**TEXTE PRÉSENTÉ**
Il a été très fortement endommagé par les fouilles de Montalban qui ont consisté à y creuser deux tranchées en croix de 5 à 6 m de large et à complètement décaper le quart sud-est du tumulus révélant une partie de ses aménagements internes. Au nord, le tumulus comporte une structure de blocage interne pratiquement parallèle au parement externe. Au centre, un alignement de dallettes sur chant, trois structures tabulaires et une dépression circulaire sont désormais visibles. Cette dépression circulaire pourrait correspondre à l'emplacement de la chambre funéraire, ciste[3] ou dolmen[1], découverte par Montalban, dont les éléments furent dispersés par la suite[1]. Il est possible que l'une des deux tranchées creusées par Montalban était destinée à retrouver un hypothétique couloir d'accès à la chambre funéraire, couloir dont l'entrée extérieure aurait été signalée par El Uted[1]. La masse du tumulus demeurée en place est constituée d'une accumulation en vrac de pierrailles (petits blocs de grès), d'argile et de sable dans laquelle on peut distinguer de nombreux silex taillés datés de l'Épipaléolithique[8].

**EXTRAITS DU LISTING**
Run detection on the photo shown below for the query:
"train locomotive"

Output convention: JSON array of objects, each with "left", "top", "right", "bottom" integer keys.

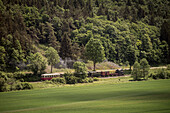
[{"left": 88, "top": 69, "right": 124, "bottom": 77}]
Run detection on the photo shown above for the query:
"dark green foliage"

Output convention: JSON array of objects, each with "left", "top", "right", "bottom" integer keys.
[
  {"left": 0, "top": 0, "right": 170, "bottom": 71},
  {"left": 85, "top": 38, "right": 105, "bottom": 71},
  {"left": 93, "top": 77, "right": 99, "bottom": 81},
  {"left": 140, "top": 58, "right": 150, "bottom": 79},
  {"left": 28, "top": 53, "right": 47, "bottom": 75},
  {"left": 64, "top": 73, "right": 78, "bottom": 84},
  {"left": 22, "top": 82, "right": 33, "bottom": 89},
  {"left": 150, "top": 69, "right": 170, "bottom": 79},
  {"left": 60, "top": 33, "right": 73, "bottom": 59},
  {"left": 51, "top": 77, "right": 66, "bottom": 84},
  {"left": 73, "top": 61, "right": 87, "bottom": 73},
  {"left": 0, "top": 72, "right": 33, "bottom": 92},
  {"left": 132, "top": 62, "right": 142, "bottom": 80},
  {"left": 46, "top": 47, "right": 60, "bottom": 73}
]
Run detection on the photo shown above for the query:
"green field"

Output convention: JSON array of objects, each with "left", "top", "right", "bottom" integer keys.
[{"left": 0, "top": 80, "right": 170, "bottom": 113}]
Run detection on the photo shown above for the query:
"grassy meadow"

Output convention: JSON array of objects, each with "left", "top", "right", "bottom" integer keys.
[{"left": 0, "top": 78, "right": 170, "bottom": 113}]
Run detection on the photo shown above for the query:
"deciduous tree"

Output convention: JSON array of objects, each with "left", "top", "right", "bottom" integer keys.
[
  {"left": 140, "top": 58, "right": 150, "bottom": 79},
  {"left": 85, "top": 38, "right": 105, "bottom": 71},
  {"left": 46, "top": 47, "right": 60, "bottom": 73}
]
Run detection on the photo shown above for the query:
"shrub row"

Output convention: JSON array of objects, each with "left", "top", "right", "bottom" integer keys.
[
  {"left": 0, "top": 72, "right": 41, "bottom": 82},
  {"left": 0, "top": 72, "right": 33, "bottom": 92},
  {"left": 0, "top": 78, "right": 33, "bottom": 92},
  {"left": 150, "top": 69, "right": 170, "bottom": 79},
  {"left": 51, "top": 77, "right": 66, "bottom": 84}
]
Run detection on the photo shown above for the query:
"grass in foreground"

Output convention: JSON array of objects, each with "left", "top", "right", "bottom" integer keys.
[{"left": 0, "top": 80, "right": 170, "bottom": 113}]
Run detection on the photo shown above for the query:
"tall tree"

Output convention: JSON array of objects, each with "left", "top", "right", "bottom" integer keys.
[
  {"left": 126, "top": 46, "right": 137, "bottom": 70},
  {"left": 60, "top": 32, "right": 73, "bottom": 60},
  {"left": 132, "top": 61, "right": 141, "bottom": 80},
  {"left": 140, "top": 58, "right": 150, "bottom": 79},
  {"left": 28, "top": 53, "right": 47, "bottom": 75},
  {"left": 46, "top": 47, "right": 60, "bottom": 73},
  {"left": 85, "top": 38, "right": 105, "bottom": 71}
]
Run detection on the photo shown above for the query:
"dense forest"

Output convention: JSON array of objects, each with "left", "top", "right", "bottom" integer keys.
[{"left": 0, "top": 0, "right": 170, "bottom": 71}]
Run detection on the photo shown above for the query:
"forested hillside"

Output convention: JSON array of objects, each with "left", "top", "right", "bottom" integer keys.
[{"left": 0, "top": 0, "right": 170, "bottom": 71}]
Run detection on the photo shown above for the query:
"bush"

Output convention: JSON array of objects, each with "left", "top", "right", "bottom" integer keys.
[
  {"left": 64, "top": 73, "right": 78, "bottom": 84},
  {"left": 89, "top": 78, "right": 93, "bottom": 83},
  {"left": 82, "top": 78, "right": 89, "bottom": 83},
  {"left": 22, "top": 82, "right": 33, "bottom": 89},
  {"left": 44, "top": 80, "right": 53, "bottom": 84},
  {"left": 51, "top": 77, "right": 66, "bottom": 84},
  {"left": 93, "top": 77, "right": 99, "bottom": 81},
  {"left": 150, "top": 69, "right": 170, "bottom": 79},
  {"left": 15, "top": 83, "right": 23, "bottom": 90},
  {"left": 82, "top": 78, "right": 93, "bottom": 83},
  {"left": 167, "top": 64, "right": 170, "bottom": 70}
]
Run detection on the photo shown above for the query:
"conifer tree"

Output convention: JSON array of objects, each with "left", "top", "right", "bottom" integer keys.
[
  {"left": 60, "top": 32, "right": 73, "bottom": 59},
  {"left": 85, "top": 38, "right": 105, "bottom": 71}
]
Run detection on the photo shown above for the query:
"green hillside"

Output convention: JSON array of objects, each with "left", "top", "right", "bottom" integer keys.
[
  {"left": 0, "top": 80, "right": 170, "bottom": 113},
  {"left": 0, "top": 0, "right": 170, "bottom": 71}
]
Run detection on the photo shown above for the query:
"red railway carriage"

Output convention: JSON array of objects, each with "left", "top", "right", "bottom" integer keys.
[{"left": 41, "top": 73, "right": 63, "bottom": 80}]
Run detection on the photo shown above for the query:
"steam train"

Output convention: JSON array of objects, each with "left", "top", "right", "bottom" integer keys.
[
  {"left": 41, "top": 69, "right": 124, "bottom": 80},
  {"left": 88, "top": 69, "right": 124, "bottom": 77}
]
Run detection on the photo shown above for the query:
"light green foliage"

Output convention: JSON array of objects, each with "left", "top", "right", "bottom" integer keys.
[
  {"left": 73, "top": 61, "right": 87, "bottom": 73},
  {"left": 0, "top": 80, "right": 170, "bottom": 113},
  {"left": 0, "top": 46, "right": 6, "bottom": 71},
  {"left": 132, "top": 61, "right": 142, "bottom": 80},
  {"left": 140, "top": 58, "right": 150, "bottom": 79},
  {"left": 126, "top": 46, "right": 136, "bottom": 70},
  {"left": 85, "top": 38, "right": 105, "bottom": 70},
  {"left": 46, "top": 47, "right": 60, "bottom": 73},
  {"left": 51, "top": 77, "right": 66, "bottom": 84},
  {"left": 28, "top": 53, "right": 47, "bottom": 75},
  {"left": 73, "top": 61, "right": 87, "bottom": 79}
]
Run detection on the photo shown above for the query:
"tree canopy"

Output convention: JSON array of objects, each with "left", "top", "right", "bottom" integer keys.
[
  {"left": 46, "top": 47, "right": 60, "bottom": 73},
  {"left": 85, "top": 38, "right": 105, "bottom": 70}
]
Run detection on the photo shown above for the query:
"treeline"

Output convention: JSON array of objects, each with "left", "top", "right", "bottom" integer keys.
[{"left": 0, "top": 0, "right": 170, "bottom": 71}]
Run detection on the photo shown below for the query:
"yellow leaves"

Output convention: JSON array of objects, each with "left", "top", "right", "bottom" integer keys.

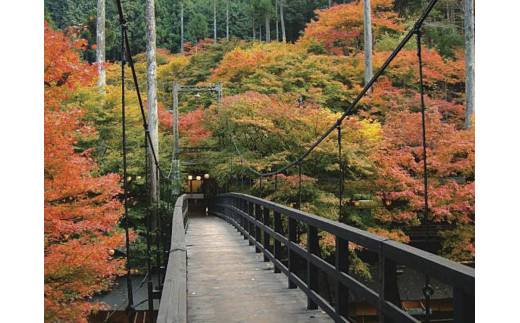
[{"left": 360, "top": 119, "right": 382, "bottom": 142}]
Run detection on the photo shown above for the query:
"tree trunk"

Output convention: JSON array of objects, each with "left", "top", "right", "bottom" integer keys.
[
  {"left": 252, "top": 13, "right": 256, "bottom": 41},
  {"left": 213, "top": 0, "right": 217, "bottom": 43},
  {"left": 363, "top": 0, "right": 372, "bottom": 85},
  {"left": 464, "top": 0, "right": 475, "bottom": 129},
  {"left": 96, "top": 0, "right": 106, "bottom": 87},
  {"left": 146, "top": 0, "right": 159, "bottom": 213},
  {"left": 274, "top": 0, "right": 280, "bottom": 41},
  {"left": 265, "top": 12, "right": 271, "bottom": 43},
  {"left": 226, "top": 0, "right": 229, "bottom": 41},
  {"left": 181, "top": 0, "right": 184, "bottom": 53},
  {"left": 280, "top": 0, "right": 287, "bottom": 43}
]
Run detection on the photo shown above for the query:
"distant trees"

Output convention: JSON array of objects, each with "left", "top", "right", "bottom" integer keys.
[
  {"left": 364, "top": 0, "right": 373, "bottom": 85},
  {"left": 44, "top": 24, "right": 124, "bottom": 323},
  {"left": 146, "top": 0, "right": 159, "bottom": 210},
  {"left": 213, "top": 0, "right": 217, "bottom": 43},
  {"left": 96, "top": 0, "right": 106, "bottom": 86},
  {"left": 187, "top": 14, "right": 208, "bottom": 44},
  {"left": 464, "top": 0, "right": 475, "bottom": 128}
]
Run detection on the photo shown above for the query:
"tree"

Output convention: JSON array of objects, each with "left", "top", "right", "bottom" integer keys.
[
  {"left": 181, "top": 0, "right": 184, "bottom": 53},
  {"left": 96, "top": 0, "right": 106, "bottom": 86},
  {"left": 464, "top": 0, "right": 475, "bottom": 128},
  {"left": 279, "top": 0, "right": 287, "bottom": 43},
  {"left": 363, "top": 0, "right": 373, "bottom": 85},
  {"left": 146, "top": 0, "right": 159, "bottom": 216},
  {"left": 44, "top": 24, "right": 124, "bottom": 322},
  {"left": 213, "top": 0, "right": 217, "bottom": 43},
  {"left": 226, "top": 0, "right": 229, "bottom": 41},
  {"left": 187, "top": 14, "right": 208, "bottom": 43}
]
---
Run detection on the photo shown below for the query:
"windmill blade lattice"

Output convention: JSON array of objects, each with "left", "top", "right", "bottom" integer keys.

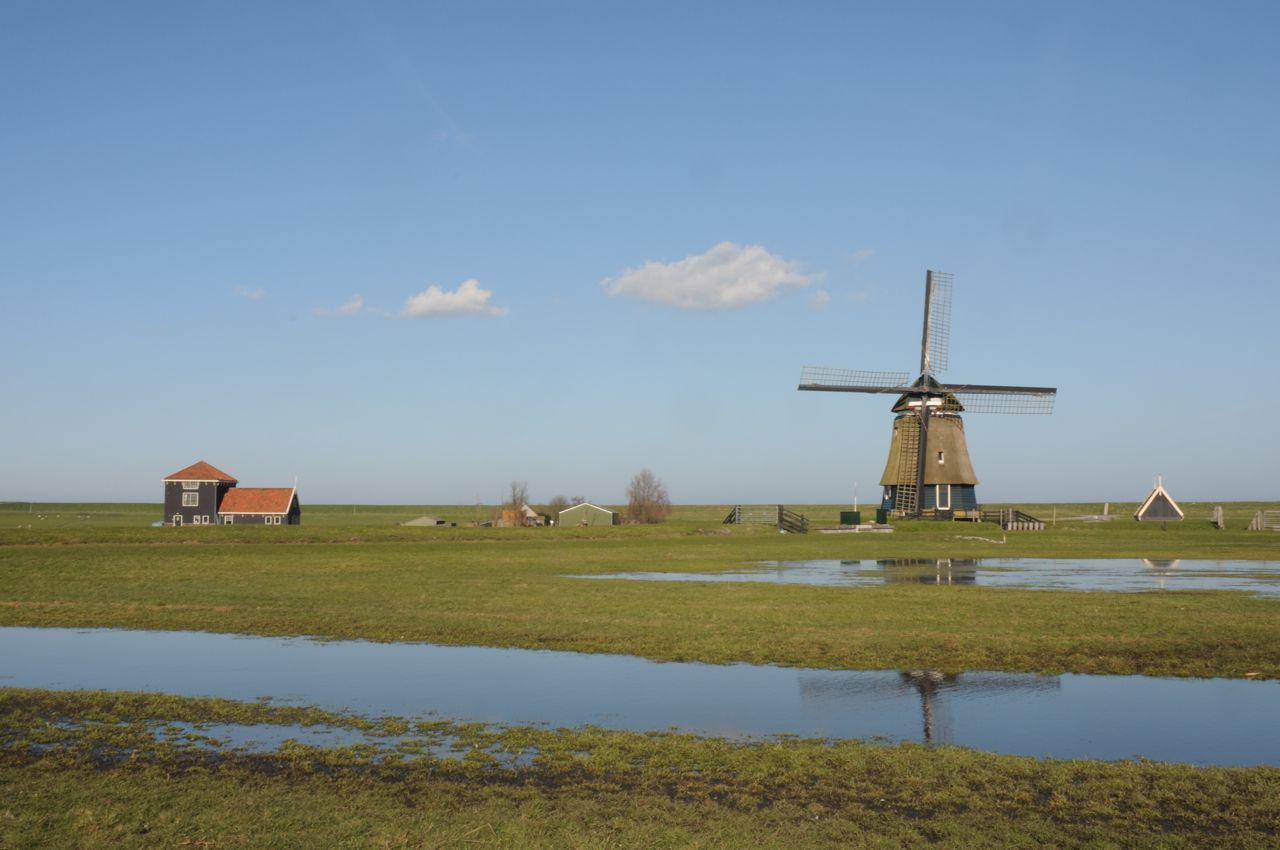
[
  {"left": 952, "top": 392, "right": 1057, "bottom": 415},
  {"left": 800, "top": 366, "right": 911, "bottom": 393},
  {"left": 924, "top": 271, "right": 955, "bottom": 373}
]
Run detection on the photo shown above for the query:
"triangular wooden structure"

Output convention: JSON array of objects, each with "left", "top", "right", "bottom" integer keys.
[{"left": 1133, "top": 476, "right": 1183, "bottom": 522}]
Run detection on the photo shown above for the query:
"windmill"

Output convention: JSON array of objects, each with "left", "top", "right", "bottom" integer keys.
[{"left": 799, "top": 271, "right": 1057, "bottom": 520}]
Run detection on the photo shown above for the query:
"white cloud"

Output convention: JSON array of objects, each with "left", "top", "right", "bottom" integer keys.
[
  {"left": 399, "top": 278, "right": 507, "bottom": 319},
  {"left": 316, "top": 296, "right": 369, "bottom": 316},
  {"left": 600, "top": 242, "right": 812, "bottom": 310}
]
--
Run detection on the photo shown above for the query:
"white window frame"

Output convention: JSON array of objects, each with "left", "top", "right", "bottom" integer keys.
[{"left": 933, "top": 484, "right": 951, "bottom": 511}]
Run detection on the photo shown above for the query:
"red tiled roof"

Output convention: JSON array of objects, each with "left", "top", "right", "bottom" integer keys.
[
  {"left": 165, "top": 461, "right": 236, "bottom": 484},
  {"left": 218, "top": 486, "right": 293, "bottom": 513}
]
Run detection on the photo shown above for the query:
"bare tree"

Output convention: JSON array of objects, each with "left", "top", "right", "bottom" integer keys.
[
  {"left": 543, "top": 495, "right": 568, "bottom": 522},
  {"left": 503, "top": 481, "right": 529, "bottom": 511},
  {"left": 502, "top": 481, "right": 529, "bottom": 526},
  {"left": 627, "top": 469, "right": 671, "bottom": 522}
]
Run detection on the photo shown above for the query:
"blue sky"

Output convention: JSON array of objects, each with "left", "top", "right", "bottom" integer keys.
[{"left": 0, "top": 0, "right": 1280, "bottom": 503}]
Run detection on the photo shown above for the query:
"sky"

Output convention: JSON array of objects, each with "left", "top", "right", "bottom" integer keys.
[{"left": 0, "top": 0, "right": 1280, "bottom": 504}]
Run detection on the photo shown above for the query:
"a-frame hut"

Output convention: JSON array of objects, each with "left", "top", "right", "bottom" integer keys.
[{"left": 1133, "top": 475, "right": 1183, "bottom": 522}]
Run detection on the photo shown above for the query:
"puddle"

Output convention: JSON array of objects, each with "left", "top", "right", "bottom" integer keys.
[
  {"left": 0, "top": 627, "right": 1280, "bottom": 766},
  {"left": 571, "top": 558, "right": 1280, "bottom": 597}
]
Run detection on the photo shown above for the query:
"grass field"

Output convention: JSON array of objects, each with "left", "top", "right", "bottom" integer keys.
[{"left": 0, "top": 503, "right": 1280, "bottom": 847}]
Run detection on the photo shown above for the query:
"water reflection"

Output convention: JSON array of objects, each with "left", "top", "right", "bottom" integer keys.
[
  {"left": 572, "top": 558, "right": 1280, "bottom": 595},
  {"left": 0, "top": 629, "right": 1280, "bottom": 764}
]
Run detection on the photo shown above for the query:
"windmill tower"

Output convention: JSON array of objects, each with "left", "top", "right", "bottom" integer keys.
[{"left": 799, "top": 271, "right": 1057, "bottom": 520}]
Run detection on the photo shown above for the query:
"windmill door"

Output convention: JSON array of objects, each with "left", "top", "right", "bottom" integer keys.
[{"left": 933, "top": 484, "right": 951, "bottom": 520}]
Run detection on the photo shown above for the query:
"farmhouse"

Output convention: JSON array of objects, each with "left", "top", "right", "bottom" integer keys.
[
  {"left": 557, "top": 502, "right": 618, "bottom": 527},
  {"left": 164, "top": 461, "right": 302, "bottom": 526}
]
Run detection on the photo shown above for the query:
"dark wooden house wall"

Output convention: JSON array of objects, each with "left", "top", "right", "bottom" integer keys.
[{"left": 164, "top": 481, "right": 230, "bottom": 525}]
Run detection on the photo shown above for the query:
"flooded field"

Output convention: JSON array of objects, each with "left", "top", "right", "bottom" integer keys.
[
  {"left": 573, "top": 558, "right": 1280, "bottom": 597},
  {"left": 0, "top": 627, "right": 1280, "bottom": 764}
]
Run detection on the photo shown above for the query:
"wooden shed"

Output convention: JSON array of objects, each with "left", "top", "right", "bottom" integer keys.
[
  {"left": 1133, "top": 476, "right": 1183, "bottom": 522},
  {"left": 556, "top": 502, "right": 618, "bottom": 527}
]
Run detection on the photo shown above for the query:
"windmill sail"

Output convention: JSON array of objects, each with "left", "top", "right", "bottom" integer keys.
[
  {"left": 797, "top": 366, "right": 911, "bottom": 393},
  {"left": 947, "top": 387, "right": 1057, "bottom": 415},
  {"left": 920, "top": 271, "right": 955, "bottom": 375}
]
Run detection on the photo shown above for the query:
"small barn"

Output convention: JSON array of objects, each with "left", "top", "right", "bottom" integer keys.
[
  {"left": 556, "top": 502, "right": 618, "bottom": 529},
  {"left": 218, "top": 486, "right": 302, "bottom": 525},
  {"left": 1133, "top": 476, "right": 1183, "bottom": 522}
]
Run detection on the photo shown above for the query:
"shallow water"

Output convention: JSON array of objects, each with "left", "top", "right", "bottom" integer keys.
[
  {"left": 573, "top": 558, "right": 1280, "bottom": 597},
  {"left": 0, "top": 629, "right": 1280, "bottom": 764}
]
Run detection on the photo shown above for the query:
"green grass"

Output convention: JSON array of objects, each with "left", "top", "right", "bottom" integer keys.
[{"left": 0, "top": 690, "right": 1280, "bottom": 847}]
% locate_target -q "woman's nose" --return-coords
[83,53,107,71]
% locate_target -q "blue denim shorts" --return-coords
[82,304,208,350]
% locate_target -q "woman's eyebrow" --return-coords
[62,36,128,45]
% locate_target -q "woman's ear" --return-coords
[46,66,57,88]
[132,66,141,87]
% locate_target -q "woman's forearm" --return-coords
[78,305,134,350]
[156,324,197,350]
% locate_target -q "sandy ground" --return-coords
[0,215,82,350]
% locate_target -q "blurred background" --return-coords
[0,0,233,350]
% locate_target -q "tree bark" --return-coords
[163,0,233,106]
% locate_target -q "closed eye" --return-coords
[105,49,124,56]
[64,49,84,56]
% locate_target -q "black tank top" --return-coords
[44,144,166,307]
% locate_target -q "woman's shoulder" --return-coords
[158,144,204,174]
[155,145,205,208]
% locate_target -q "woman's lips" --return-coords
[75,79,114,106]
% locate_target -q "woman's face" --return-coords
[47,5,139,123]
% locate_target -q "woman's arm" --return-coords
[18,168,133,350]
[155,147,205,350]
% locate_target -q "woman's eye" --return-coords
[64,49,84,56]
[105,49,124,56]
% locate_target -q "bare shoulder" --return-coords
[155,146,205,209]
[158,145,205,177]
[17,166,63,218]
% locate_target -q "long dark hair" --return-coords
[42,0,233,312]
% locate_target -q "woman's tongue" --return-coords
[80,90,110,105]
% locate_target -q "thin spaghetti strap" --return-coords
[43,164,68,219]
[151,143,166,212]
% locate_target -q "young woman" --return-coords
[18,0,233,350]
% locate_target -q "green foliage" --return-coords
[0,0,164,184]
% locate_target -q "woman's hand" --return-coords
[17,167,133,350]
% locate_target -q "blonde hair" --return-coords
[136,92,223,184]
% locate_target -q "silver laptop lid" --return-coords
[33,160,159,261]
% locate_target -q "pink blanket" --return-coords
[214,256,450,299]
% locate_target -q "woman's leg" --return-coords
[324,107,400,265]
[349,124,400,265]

**EXERCICES PROPOSÉS**
A - D'après le texte sur le tumulus, quelle était la largeur des deux tranchées creusées par Montalban ?
B - Transformez en liste le paragraphe du texte sur le tumulus qui commence par « Il a été très fortement endommagé », en gardant ses faits essentiels.
Le listing n'est pas nécessaire pour réaliser ces exercices.

**CORRIGÉ DES EXERCICES**
A - Elles mesuraient de 5 à 6 m de large.

B -
- Le tumulus a été très endommagé par les fouilles de Montalban. Celles-ci ont ouvert deux tranchées en croix de 5 à 6 m de large et entièrement décapé le quart sud-est, ce qui a révélé une partie des aménagements internes.
- Au nord, on observe une structure de blocage interne presque parallèle au parement externe.
- Au centre, on voit désormais un alignement de dallettes sur chant, trois structures tabulaires et une dépression circulaire.
- Cette dépression pourrait marquer l'emplacement de la chambre funéraire, ciste ou dolmen, découverte par Montalban, dont les éléments ont ensuite été dispersés.
- L'une des tranchées visait peut-être à retrouver un hypothétique couloir d'accès à la chambre, dont l'entrée extérieure aurait été signalée par El Uted.
- La masse restée en place est une accumulation en vrac de pierrailles (petits blocs de grès), d'argile et de sable. Elle contient de nombreux silex taillés datés de l'Épipaléolithique.